▽

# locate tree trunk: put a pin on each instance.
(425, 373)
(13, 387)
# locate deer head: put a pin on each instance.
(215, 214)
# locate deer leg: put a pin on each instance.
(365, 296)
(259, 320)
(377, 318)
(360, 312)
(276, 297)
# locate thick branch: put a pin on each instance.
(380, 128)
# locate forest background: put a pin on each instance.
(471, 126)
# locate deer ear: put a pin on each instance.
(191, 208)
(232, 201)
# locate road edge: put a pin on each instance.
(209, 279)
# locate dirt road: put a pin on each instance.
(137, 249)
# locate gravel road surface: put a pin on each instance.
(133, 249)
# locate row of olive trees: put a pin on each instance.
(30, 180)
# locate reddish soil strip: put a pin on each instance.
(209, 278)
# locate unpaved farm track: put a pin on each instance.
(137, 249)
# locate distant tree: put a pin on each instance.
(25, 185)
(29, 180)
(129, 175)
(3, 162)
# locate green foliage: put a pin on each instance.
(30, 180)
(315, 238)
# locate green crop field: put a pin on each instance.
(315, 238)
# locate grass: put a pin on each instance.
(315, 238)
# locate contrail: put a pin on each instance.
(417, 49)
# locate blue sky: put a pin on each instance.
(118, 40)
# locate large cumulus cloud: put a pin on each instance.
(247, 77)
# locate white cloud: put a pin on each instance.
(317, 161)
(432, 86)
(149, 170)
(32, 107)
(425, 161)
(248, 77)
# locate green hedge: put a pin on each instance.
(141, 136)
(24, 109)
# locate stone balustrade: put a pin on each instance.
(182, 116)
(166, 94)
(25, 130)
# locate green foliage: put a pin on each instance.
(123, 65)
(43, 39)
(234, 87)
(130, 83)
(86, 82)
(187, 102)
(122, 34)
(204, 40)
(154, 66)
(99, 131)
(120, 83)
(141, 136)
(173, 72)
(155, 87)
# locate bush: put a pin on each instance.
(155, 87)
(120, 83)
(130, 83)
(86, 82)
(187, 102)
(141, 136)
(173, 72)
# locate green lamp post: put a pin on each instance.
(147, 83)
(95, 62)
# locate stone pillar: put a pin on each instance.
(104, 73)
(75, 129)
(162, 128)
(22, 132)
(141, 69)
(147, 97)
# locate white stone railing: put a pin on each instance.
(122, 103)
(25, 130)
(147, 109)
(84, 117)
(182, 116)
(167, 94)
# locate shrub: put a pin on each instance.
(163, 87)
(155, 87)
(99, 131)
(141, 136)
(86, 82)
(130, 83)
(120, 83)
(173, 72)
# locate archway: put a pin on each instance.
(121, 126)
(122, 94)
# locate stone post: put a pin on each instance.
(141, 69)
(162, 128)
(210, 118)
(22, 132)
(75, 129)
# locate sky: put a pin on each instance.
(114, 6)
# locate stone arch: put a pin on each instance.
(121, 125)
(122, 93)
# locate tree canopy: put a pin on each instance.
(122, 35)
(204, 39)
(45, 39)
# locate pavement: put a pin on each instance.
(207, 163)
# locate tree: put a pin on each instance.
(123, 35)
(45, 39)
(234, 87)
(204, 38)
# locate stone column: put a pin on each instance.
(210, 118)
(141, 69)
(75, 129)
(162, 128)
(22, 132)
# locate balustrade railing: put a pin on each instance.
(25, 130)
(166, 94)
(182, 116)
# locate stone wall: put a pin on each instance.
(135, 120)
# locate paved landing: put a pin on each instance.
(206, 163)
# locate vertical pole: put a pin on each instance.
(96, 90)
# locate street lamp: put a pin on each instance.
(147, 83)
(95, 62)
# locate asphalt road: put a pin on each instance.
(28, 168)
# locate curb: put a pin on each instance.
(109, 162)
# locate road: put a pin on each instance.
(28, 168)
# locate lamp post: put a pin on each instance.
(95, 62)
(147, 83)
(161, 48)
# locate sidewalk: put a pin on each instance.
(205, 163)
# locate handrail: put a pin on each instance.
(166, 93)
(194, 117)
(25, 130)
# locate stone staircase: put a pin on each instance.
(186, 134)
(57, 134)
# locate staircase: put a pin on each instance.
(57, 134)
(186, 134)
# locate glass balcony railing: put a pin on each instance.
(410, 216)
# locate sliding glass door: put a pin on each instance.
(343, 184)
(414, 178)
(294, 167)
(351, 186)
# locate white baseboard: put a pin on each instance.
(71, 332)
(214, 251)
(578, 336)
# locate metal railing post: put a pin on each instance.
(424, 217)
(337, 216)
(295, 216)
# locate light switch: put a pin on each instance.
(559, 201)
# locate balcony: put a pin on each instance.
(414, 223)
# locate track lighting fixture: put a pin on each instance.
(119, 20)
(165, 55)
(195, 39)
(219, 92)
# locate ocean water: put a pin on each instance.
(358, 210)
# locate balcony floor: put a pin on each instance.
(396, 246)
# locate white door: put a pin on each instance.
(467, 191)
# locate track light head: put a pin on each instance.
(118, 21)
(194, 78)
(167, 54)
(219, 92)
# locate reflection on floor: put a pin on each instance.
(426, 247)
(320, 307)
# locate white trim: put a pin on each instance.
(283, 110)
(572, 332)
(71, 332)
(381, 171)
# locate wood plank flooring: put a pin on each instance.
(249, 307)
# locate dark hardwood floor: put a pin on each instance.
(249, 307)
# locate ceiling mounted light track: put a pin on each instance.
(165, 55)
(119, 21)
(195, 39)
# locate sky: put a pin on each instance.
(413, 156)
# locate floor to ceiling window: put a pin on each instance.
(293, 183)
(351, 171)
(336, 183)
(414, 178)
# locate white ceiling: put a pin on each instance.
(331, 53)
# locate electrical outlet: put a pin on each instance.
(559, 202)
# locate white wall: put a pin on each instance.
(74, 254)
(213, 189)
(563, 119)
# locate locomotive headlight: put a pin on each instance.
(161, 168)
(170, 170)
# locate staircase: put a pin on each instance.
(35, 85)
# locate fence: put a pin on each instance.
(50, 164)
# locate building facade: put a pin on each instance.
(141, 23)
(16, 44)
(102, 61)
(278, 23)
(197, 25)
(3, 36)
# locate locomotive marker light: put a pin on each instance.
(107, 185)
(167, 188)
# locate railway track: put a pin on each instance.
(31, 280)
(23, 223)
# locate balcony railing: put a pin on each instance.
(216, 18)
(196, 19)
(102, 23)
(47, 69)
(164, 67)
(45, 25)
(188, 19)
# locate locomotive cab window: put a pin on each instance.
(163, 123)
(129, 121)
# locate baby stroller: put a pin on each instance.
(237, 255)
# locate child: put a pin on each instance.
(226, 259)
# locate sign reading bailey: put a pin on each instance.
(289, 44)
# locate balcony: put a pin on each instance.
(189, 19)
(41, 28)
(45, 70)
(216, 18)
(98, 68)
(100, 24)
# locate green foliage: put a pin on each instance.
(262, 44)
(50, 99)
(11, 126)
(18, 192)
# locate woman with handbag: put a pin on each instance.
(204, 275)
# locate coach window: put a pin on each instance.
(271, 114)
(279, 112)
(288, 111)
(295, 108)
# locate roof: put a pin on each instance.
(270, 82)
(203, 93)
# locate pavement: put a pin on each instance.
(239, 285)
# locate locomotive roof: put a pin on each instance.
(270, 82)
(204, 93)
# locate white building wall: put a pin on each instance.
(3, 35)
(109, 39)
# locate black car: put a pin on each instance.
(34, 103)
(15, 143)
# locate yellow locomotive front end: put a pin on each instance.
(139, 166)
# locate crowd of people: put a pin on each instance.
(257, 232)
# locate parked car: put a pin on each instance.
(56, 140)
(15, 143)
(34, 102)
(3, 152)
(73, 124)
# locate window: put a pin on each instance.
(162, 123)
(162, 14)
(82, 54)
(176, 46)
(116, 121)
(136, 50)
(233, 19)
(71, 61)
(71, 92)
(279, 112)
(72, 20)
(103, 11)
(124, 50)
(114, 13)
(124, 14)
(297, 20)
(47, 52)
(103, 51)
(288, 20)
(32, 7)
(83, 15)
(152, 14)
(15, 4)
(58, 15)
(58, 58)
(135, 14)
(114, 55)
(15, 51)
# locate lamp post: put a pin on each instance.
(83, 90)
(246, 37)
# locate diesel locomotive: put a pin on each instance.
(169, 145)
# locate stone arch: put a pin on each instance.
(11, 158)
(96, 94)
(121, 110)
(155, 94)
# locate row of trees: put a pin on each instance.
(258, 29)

△

**TASK STATEMENT**: Rescale the lines above from the line with "# locate black" to the last line, both included, and only those. Reproduce each line in full, but multiply every coordinate in the answers by 2 and round to whole numbers, with halves rounded up.

**COMPLETE ANSWER**:
# locate black car: put a pin on each instance.
(68, 206)
(30, 286)
# locate yellow locomotive front end: put a pin on each instance.
(278, 332)
# locate crowd of people: put a pin on each instance.
(514, 464)
# locate parked car: put a pin on each instance.
(112, 280)
(30, 286)
(68, 204)
(6, 304)
(146, 248)
# locate window: put a pin on each instance.
(324, 246)
(324, 28)
(164, 108)
(352, 92)
(232, 242)
(272, 100)
(466, 38)
(142, 122)
(142, 184)
(558, 224)
(144, 40)
(206, 22)
(248, 100)
(228, 26)
(248, 28)
(594, 40)
(94, 104)
(206, 102)
(576, 40)
(64, 14)
(166, 30)
(304, 28)
(30, 8)
(116, 30)
(116, 116)
(270, 28)
(228, 110)
(30, 102)
# locate lamp post: put a pin on each instance.
(166, 180)
(492, 74)
# locate diesel locomotive: put a pin on each instance.
(338, 290)
# locate stone arch: put a pin on each instance.
(22, 316)
(192, 188)
(242, 220)
(310, 188)
# locate row of trees: put a pin on each instance.
(516, 58)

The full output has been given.